» Texto fornecido

8- Prebióticos e probióticos
Essa dupla está aqui porque existem indícios, vindos de pesquisas mundo afora, de que zelar pela microbiota intestinal ajuda a afastar a aterosclerose.
Os prebióticos são como fibras especiais que favorecem a proliferação de bactérias benéficas que povoam o intestino. Chicória, cebola, alcachofra e aspargo são fornecedores da substância.
Já os probióticos, pela definição da Agência Nacional de Vigilância Sanitária (Anvisa), são “micro-organismos vivos que, quando administrados em quantidades adequadas, conferem benefício à saúde do indivíduo”. Iogurtes especiais, leites fermentados, kefir e kombucha são exemplos de alimentos que contêm os tais benfeitores.
Garantir um grande número e uma maior diversidade de bactérias no intestino ajuda a combater a disbiose, desequilíbrio desse ecossistema que interfere com a permeabilidade intestinal, permitindo que micróbios nocivos viajem pela circulação, processo que dispara inflamações e coloca as artérias em risco.

(Registros de dados)
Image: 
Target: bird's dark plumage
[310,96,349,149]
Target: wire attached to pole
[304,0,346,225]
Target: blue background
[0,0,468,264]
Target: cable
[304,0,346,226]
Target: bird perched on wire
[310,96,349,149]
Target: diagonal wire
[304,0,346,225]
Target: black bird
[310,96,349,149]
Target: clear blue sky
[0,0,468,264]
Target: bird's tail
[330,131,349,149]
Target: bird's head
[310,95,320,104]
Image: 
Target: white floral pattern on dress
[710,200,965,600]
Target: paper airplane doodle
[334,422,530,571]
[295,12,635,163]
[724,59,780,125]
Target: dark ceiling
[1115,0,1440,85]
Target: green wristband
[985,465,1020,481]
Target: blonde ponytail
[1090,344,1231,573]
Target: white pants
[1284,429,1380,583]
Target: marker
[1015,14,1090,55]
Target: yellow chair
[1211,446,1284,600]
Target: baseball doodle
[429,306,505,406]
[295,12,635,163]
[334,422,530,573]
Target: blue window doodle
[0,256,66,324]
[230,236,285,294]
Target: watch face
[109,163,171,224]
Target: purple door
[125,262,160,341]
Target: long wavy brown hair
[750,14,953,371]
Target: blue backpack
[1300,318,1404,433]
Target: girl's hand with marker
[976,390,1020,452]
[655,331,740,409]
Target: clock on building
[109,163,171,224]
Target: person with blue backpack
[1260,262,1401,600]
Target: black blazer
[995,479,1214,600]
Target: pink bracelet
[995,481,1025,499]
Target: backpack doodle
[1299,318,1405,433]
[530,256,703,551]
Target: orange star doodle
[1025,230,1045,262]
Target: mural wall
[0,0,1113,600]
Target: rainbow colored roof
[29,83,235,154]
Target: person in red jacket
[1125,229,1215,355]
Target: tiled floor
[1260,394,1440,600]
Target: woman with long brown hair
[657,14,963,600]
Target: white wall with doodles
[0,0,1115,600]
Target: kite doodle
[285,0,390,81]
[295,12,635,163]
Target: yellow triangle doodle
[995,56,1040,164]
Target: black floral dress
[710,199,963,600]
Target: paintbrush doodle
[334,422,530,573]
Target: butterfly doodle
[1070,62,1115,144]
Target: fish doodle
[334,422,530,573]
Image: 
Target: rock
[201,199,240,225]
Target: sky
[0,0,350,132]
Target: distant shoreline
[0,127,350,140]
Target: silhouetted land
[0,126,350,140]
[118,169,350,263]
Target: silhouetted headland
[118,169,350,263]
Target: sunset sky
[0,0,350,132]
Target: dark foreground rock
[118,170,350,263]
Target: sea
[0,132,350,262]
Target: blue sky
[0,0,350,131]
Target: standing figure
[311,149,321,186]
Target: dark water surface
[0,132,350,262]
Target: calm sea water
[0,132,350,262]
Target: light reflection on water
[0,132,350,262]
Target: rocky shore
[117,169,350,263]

» O que fazer
1 > Repita, do texto sobre prebióticos e probióticos, tudo o que vai de "Os prebióticos são" até "os tais benfeitores.".
2 > No texto sobre prebióticos e probióticos, reescreva de forma mais curta o parágrafo que começa com "Garantir um grande número", mantendo os fatos principais.
3 > Dê continuidade ao texto sobre prebióticos e probióticos a partir do ponto em que ele termina.

» Respostas
1 >
Os prebióticos são como fibras especiais que favorecem a proliferação de bactérias benéficas que povoam o intestino. Chicória, cebola, alcachofra e aspargo são fornecedores da substância.
Já os probióticos, pela definição da Agência Nacional de Vigilância Sanitária (Anvisa), são “micro-organismos vivos que, quando administrados em quantidades adequadas, conferem benefício à saúde do indivíduo”. Iogurtes especiais, leites fermentados, kefir e kombucha são exemplos de alimentos que contêm os tais benfeitores.

2 > Mais bactérias e maior diversidade delas no intestino ajudam a combater a disbiose. Esse desequilíbrio altera a permeabilidade intestinal e deixa micróbios nocivos circularem pelo sangue, o que dispara inflamações e põe as artérias em risco.

3 >
“Além de prebióticos e probióticos, o cuidado com a microbiota envolve maior consumo de alimentos in natura e menor ingestão das gorduras saturadas”, avisa Milena.
9- Sardinha, salmão e atum
Abrir espaço para pescados no cardápio é uma atitude sempre muito bem-vinda: supernutritivos, eles são fontes de proteína, de vitaminas e de sais minerais. E há algumas espécies, caso da sardinha, do salmão e do atum, que ainda oferecem ômega-3. “A substância colabora para a redução dos marcadores inflamatórios, da agregação plaquetária e melhora da função a endotelial”, diz Milena. Todos esses efeitos blindam os vasos sanguíneos.
“A sugestão é incluir, ao menos, duas porções por semana”, orienta a nutricionista.
O ideal seria saborear esses peixes frescos, mas eles nem sempre são acessíveis. Como alternativa, dá para apostar em opções enlatadas, conservadas em óleo vegetal. “Podem ser consumidas em pequenas quantidades, dentro de um padrão alimentar equilibrado”, sugere.
Vale prestar muita atenção aos rótulos, especialmente ao teor de sódio, ingrediente que, em excesso, pode elevar a pressão arterial.
10 – Sementes de chia e linhaça
Eis mais uma dupla que oferece o ômega-3. “Além de ajudar a reduzir os níveis de LDL, essa gordura apresenta propriedades anti-inflamatórias”, diz Valéria.
A nutricionista destaca ainda a presença de fibras que, como se sabe, interferem com a absorção do colesterol, colaborando na diminuição das taxas em circulação.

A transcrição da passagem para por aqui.